Text block ->
* * * *

# Need recommendations: MO, AR or other central states w/a boat



## JackieD (Feb 27, 2012)

Hello,
We've been toying with the idea of hauling our boat (just 19') to either MO or AR this summer and using timeshare(s) in conjunction with boating. We're considering 2 weeks so moving to two locations may be an option.  Need opinions about doing this and also is it feasible to have onsight timeshare boat parking (I've seen timeshares say no RV's but can't find a way to FIND large parking available).  Or anyone know of areas with timeshares that may have marina storage close by?

Thanks so much!

Jackie


----------



## BigRedOne (Feb 27, 2012)

What kind of boat, fishing, pleasure, etc.


----------



## JackieD (Feb 27, 2012)

It's speed boat (no sleeping quarters) which we use for day trip touring, tubing, water skiing and fishing.


----------



## bkellyb (Feb 27, 2012)

* * * *

Provided information ->
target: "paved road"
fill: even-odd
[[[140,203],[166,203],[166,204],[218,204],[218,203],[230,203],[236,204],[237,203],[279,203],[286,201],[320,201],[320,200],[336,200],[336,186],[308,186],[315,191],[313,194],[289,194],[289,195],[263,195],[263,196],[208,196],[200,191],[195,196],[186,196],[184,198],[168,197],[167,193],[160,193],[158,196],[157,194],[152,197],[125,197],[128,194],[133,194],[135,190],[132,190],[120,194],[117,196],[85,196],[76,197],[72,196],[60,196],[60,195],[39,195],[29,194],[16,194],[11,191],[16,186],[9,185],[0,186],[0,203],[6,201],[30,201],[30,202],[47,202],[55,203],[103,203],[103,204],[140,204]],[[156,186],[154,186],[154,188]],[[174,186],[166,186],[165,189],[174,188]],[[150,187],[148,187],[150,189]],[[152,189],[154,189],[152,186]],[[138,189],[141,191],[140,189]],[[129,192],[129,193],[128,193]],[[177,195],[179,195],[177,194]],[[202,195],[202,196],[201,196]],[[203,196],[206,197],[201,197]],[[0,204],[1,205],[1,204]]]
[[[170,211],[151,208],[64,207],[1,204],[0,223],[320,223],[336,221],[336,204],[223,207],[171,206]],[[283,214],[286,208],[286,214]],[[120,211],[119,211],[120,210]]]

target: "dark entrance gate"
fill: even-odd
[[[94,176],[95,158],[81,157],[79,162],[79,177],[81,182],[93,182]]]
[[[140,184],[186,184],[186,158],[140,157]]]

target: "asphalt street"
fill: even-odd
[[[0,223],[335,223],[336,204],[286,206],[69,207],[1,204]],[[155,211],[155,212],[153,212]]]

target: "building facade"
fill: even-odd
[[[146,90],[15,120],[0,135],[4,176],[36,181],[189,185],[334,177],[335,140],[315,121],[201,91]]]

* * * *

Complete the following ->
A: In the forum thread about boating in central states, rewrite the paragraph beginning "We've been toying with the idea" as a short bulleted list that keeps its main facts.
B: According to the forum thread, what does JackieD use the boat for?
C: Reproduce the portion of the forum thread between "What kind of" and "skiing and fishing.", inclusive.

Expected results ->
A:
- Considering hauling their 19' boat to Missouri or Arkansas this summer
- Plan to combine boating with timeshare stays
- Thinking of two weeks, possibly split between two locations
- Want opinions on the idea
- Asking whether timeshares allow on-site boat parking (some say no RVs, and finding large parking has been hard)
- Also asking about timeshare areas with nearby marina storage

B: Day trip touring, tubing, water skiing, and fishing.

C:
What kind of boat, fishing, pleasure, etc.


----------



## JackieD (Feb 27, 2012)

It's speed boat (no sleeping quarters) which we use for day trip touring, tubing, water skiing and fishing.